## Work to be completed:
Locate each line in the listing that contains the string "target" with matching case, and copy those lines out.

------------------------------

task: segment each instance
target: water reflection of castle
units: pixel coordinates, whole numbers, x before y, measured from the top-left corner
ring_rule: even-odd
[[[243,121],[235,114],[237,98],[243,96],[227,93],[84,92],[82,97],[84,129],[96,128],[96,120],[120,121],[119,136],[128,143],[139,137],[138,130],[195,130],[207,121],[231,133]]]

------------------------------

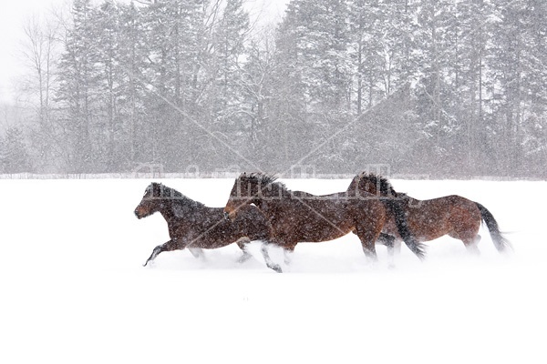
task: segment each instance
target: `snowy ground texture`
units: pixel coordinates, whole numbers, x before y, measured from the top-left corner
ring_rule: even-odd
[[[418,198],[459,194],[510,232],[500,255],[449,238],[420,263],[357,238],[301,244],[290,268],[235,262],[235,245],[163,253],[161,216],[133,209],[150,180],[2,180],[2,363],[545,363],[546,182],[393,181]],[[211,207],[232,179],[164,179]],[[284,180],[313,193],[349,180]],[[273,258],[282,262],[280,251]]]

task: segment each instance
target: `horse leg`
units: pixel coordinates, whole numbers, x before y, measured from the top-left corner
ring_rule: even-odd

------------------------------

## Answer for the task:
target: water reflection of castle
target: `snowy ground texture`
target: `horse leg`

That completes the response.